• [REQUIRED TASK] Begin with the line containing "railing shown in this photograph." and copy each line exactly through the last line of the entries, inclusive.
━━━ ENTRIES SUPPLIED ━━━
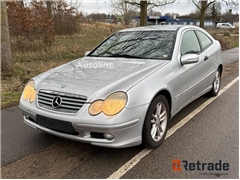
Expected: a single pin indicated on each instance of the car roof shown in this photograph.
(154, 28)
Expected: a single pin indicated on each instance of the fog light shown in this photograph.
(108, 136)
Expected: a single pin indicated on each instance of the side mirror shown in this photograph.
(86, 53)
(189, 59)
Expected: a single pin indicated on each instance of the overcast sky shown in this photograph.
(102, 6)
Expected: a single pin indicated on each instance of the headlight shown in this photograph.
(29, 92)
(112, 105)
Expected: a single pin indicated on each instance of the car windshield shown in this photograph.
(138, 44)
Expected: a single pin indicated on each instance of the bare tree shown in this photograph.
(145, 5)
(126, 10)
(6, 53)
(203, 5)
(49, 9)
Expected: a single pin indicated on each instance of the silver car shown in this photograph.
(124, 92)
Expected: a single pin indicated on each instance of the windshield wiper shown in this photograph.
(125, 56)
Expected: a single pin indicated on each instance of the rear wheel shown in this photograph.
(216, 84)
(155, 124)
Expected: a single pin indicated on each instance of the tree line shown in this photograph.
(37, 22)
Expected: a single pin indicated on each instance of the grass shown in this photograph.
(66, 48)
(28, 64)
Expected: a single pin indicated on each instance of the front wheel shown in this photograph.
(155, 124)
(216, 84)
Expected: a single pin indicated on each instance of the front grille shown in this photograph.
(70, 103)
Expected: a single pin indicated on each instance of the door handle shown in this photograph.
(205, 58)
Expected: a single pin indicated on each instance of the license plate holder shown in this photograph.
(56, 125)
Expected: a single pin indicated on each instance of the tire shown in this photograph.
(155, 124)
(216, 84)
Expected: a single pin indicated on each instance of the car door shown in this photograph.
(190, 75)
(208, 55)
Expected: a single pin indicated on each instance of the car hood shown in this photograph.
(89, 75)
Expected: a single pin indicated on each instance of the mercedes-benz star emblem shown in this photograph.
(57, 101)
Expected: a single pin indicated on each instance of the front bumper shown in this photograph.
(125, 134)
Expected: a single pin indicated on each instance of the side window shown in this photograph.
(204, 39)
(190, 44)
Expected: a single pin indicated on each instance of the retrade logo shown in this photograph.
(57, 101)
(176, 163)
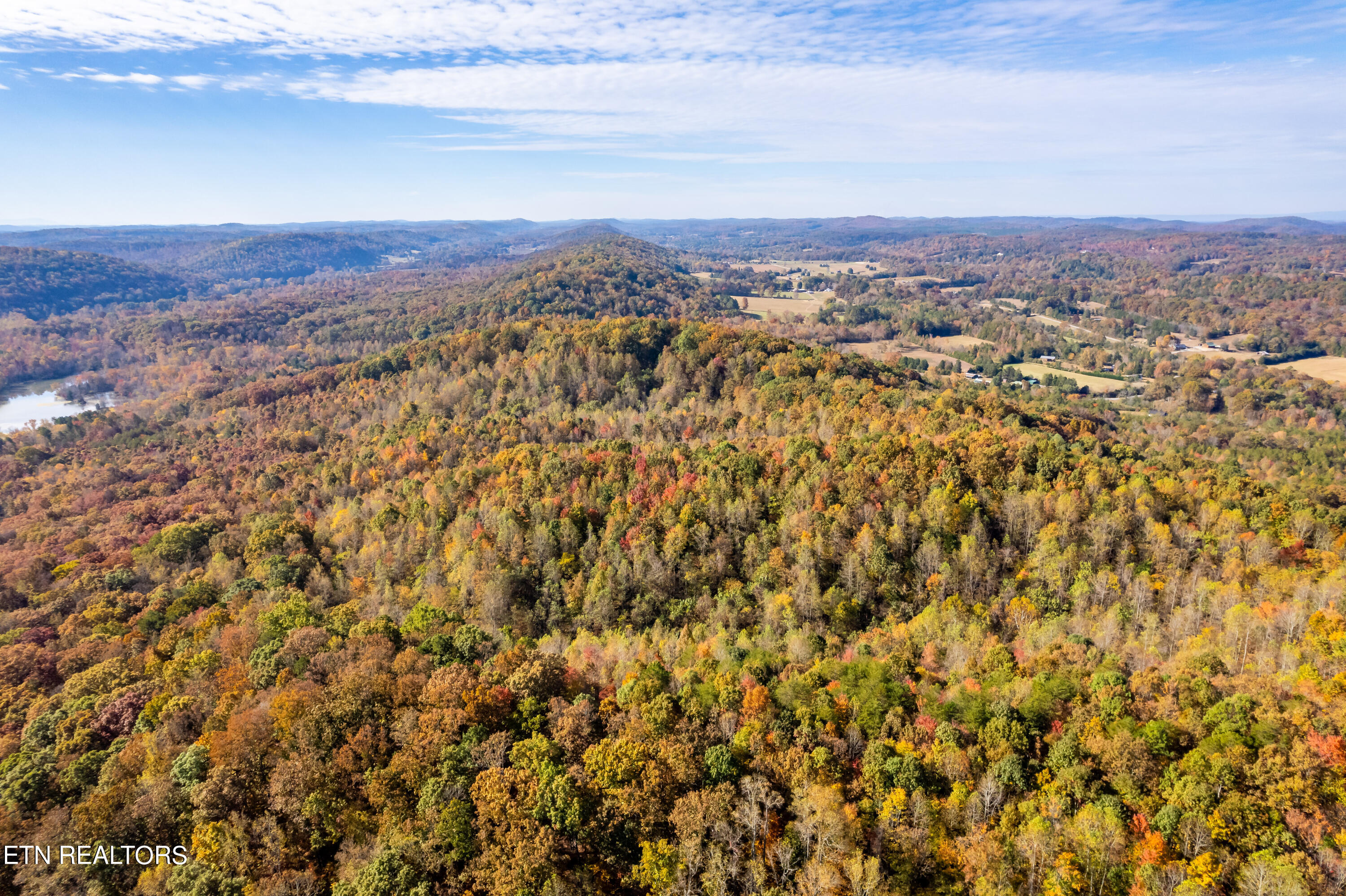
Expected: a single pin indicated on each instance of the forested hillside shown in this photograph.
(648, 606)
(38, 283)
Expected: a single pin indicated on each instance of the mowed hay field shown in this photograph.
(959, 342)
(886, 348)
(765, 306)
(1332, 369)
(1096, 384)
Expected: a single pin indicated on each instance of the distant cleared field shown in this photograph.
(780, 267)
(959, 342)
(765, 306)
(886, 348)
(1332, 369)
(1096, 384)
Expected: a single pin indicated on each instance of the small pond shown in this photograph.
(25, 401)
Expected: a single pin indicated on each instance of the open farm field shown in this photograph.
(885, 348)
(1332, 369)
(1096, 384)
(764, 306)
(959, 342)
(824, 268)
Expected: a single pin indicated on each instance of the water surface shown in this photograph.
(38, 401)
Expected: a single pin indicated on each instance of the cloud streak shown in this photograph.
(633, 30)
(920, 113)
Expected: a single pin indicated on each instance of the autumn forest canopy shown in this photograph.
(509, 560)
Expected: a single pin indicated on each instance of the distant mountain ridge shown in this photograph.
(39, 282)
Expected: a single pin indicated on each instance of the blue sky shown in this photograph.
(212, 111)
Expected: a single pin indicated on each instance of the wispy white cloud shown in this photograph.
(632, 29)
(921, 113)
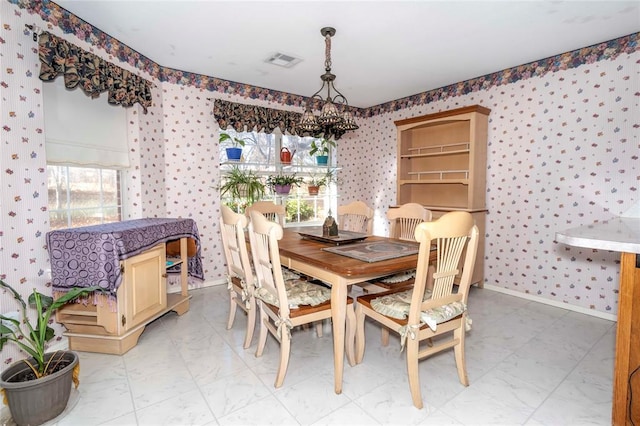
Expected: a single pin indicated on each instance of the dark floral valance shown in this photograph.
(92, 73)
(256, 118)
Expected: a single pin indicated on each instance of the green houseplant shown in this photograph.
(37, 388)
(282, 183)
(315, 183)
(234, 153)
(243, 187)
(321, 148)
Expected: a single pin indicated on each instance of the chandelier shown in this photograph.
(335, 118)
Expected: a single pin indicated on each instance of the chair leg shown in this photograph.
(350, 335)
(251, 323)
(412, 347)
(360, 343)
(232, 309)
(458, 350)
(285, 350)
(262, 337)
(384, 336)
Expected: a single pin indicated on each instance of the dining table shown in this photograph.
(340, 272)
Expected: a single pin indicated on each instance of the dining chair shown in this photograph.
(418, 314)
(240, 279)
(356, 217)
(273, 212)
(284, 305)
(404, 219)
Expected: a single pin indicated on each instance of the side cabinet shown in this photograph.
(114, 326)
(145, 292)
(442, 162)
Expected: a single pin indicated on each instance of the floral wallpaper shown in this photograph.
(562, 151)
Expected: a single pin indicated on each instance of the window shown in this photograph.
(81, 196)
(261, 153)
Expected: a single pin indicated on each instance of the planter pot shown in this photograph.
(282, 189)
(322, 160)
(313, 190)
(33, 402)
(234, 154)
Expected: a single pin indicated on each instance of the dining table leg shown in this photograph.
(338, 315)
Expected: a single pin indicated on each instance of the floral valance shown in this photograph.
(256, 118)
(92, 73)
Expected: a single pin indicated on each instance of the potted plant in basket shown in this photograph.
(281, 183)
(322, 147)
(244, 187)
(37, 389)
(234, 153)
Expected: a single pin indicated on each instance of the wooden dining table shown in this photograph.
(307, 257)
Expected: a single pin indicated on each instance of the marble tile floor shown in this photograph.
(528, 364)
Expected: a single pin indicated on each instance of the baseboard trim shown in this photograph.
(568, 306)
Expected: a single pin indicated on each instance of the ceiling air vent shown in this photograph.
(282, 60)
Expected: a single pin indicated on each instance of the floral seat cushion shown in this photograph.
(396, 305)
(299, 292)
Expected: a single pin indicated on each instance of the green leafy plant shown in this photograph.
(234, 140)
(242, 185)
(322, 146)
(32, 338)
(323, 179)
(299, 211)
(284, 179)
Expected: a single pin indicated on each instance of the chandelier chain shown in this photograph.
(327, 52)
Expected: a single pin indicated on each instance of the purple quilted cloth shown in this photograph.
(91, 255)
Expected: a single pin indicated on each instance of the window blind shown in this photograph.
(81, 131)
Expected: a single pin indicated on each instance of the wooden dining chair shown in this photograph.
(356, 217)
(284, 305)
(418, 314)
(404, 219)
(240, 279)
(273, 212)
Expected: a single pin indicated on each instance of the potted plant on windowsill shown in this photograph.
(281, 183)
(37, 389)
(234, 153)
(321, 148)
(314, 183)
(244, 187)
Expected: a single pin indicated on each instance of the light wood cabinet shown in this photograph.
(114, 326)
(442, 162)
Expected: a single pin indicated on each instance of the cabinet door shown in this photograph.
(144, 286)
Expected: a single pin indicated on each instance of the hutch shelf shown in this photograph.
(442, 161)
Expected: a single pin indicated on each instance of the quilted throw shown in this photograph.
(91, 255)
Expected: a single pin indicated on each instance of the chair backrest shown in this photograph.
(273, 212)
(356, 217)
(264, 236)
(455, 237)
(232, 226)
(405, 218)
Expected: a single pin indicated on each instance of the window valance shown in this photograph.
(256, 118)
(93, 74)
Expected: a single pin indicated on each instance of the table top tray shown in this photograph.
(343, 237)
(376, 251)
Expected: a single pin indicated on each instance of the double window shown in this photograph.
(261, 154)
(81, 196)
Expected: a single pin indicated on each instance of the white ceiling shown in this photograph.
(382, 51)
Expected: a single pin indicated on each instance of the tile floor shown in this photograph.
(528, 364)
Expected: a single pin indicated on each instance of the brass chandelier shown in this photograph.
(335, 118)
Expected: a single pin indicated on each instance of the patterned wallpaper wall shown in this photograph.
(563, 151)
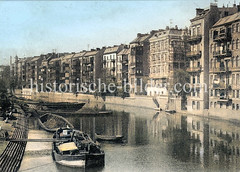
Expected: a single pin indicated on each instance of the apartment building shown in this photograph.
(110, 63)
(167, 54)
(91, 67)
(198, 99)
(122, 66)
(66, 68)
(2, 69)
(139, 63)
(224, 74)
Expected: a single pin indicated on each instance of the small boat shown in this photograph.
(78, 151)
(63, 105)
(108, 138)
(51, 122)
(170, 111)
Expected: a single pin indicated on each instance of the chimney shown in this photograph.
(139, 35)
(199, 11)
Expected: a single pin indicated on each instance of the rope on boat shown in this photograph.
(56, 117)
(11, 157)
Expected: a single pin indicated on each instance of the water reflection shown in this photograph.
(197, 142)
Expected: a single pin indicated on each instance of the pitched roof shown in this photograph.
(140, 38)
(90, 53)
(54, 59)
(228, 19)
(67, 57)
(35, 58)
(80, 54)
(124, 51)
(111, 50)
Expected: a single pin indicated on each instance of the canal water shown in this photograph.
(152, 142)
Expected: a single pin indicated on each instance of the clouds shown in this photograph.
(31, 28)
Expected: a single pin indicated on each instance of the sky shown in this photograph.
(31, 28)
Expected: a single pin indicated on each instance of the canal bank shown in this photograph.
(143, 102)
(153, 141)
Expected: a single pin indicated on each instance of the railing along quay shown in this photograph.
(10, 159)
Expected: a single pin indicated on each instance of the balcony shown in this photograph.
(194, 69)
(194, 39)
(224, 99)
(222, 37)
(219, 70)
(113, 69)
(219, 85)
(222, 54)
(194, 54)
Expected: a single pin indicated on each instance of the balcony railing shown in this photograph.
(194, 54)
(219, 85)
(223, 53)
(219, 70)
(222, 37)
(194, 39)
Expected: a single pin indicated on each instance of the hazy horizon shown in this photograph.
(30, 28)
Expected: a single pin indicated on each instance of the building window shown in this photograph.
(237, 43)
(233, 79)
(237, 79)
(237, 61)
(198, 105)
(233, 42)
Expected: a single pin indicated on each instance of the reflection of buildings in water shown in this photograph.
(195, 126)
(224, 144)
(138, 130)
(162, 126)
━━━
• [RESPONSE]
Expected: a single pin indicated on each instance of the balcony railing shown in this photograph.
(194, 54)
(219, 85)
(223, 53)
(219, 70)
(222, 37)
(194, 39)
Expected: a single pin indicated on each instance of the hazy horizon shown in this photograph.
(30, 28)
Expected: a single pin indicated on each instance of the building window shown in this photograph.
(237, 43)
(233, 79)
(237, 79)
(237, 61)
(198, 105)
(233, 42)
Expected: a single pin indicated on each instance of the reflection of buildings in water shown in this photograph.
(195, 126)
(224, 144)
(138, 130)
(162, 126)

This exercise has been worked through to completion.